→ **Exercise set**:
1) In the ML module 2 text, how many bins does the histogram of selling prices use?
2) List every Python library that the ML module 2 text brings in with an import statement.
3) Decide whether each statement agrees with the ML module 2 text, and back each verdict with the deciding words from it. (a) The selling-price histogram is drawn in sky blue. (b) The table of missing values is sorted from the smallest count to the largest. (c) The bar plot of average selling price uses the "viridis" palette.

→ **Passage shown**:
# ML module 2
Q1. Question 1: Read the Bike Details dataset into a Pandas DataFrame and display its
first 10 rows.

ans-  
###
%pip install gdown -q

import gdown
import pandas as pd

file_id = '1iKy23bMtEQShF_weneRNnYrFmzvpPOI3'
output_filename = 'Bike Details Dataset.csv'

gdown.download(id=file_id, output=output_filename, quiet=False)

df = pd.read_csv(output_filename)


print('First 10 rows of the DataFrame:')
display(df.head(10))


print('\nShape of the DataFrame:')
print(df.shape)


print('\nColumn names of the DataFrame:')
print(df.columns.tolist())
###

Q2. : Check for missing values in all columns and describe your approach for
handling them.

ans-  

###
missing_values = df.isnull().sum()
missing_percentage = (df.isnull().sum() / len(df)) * 100

missing_df = pd.DataFrame({'Missing Count': missing_values, 'Missing Percentage (%)': missing_percentage})
missing_df = missing_df[missing_df['Missing Count'] > 0].sort_values(by='Missing Count', ascending=False)

print('Missing Values in Each Column:')
display(missing_df)
###

Q3. Plot the distribution of selling prices using a histogram and describe the
overall trend.

ans-  ###
import matplotlib.pyplot as plt
import seaborn as sns


if 'Selling_Price' in df.columns:
    plt.figure(figsize=(10, 6))
    sns.histplot(df['Selling_Price'], bins=30, kde=True, color='skyblue')
    plt.title('Distribution of Selling Prices')
    plt.xlabel('Selling Price')
    plt.ylabel('Frequency')
    plt.grid(axis='y', alpha=0.75)
    plt.show()
else:
    print("Error: 'Selling_Price' column not found in the DataFrame. Please check the column names.")
    print("Available columns:", df.columns.tolist())
    ###

Q4. Create a bar plot to visualize the average selling price for each seller_type
and write one observation.

ans-
###
import matplotlib.pyplot as plt
import seaborn as sns
if 'seller_type' in df.columns and 'Selling_Price' in df.columns:
    # Calculate the average selling price for each seller_type
    avg_selling_price_by_seller_type = df.groupby('seller_type')['Selling_Price'].mean().sort_values(ascending=False)

    plt.figure(figsize=(10, 6))
    sns.barplot(x=avg_selling_price_by_seller_type.index, y=avg_selling_price_by_seller_type.values, palette='viridis')

→ **Material shown**:

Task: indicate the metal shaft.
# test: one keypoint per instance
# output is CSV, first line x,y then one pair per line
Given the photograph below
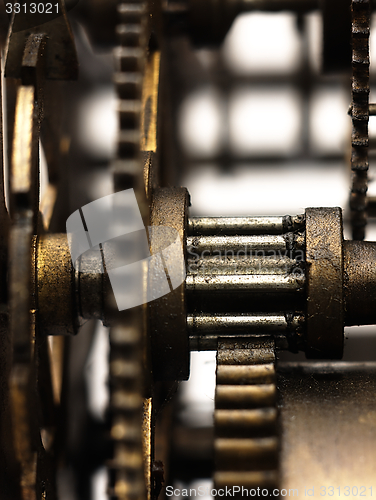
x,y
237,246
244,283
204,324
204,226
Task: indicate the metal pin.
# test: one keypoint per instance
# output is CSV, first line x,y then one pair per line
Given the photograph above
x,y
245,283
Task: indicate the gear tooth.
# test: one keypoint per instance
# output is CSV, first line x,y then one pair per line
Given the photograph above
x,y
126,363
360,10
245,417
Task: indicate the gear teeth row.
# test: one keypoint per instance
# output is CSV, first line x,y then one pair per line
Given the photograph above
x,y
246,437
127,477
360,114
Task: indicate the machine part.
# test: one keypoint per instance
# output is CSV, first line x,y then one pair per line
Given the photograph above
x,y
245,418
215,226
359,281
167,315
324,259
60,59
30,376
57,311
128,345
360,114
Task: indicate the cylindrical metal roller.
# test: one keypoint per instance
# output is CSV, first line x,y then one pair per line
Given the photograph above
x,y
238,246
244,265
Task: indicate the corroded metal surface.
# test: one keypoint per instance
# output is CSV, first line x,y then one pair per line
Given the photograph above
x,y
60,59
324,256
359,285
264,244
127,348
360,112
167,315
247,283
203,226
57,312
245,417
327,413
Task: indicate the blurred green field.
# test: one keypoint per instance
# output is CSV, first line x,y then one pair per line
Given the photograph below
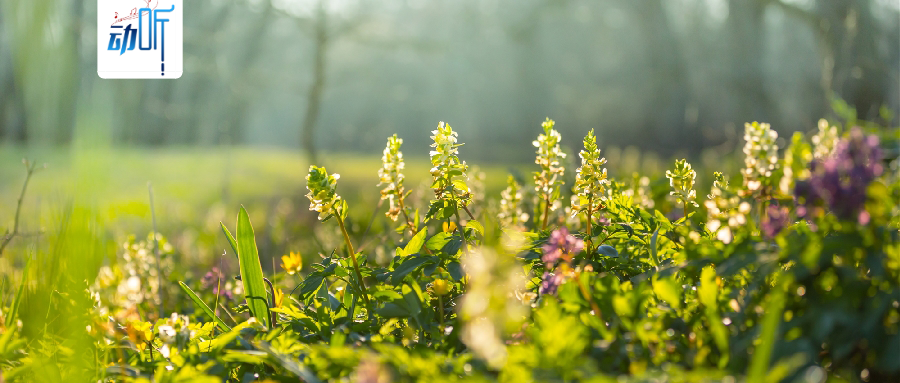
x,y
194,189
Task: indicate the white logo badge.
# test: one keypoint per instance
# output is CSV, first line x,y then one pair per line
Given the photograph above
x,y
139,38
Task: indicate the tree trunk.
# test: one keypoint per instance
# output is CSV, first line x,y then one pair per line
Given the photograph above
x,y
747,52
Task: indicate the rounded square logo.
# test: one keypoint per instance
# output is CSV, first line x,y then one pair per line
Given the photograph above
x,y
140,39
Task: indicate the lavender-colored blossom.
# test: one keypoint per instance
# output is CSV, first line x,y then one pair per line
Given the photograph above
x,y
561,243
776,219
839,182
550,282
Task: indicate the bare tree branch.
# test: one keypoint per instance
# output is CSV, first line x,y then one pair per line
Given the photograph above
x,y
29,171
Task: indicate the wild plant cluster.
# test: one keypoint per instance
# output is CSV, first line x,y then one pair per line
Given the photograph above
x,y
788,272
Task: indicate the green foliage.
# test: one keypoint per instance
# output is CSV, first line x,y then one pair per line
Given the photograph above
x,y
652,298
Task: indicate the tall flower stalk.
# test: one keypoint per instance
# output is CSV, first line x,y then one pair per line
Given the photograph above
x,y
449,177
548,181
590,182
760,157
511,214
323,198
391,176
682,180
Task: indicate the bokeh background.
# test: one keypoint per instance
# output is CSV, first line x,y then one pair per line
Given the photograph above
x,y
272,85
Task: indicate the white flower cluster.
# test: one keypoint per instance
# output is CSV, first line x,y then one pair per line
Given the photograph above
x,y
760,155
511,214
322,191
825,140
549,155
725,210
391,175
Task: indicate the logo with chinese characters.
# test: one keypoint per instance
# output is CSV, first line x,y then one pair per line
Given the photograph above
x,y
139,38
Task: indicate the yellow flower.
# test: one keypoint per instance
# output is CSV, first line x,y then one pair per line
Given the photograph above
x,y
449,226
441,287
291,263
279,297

...

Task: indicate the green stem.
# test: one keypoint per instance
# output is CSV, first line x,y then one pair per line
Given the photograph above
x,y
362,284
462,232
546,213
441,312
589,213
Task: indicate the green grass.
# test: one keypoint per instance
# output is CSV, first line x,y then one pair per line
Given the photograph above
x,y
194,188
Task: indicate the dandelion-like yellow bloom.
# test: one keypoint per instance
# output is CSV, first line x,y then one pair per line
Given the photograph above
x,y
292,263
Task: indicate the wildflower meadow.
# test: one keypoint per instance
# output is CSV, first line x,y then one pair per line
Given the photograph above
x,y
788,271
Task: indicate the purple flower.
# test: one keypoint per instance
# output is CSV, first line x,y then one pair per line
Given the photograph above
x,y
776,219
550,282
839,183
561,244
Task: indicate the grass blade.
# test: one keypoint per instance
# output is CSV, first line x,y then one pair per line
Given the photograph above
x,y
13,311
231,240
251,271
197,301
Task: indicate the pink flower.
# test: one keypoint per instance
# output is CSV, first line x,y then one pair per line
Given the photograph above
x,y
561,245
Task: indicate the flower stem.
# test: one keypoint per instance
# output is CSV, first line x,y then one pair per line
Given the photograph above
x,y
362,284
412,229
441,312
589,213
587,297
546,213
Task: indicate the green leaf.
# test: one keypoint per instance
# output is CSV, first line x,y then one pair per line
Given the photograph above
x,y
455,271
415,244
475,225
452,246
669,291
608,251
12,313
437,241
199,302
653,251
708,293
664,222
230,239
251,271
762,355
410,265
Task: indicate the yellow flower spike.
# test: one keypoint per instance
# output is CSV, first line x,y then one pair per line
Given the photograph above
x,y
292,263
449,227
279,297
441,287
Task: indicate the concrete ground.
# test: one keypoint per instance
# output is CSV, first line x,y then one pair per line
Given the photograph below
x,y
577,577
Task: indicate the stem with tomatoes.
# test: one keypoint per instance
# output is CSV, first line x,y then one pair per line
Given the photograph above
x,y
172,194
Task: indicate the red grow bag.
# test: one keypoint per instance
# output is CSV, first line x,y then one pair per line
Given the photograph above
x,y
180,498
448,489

--

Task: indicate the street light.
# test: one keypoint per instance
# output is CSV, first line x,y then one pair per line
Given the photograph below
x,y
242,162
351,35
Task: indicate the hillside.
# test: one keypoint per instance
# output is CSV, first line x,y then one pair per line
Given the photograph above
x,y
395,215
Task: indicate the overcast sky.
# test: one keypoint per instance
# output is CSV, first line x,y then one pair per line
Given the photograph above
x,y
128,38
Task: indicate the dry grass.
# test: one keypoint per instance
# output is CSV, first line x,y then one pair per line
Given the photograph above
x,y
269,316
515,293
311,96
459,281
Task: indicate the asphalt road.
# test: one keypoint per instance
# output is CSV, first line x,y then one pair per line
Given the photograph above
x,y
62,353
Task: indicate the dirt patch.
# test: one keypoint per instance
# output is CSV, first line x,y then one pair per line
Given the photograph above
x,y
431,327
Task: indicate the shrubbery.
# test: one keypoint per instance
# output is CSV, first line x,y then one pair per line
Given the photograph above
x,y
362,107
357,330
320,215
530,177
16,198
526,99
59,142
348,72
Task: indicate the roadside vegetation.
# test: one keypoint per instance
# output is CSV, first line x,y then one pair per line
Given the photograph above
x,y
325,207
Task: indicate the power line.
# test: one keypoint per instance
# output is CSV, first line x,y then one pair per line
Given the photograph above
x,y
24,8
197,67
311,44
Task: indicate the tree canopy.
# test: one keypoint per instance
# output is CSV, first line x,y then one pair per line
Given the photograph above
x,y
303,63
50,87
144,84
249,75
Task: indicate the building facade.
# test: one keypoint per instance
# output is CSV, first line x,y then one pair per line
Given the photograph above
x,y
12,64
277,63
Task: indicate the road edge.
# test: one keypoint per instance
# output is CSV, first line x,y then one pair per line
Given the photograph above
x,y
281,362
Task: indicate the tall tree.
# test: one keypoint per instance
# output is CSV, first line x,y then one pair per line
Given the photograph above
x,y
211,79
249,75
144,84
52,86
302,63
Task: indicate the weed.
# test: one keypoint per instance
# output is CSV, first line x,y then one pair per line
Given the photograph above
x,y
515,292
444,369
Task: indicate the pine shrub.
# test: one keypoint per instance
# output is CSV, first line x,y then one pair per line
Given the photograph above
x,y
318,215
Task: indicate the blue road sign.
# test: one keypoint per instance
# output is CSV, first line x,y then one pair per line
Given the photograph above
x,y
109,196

→ **Results**:
1) 30 bins.

2) gdown, pandas, matplotlib.pyplot, seaborn

3)
(a) Yes: "color='skyblue'"
(b) No: "sort_values(by='Missing Count', ascending=False)"
(c) Yes: "palette='viridis'"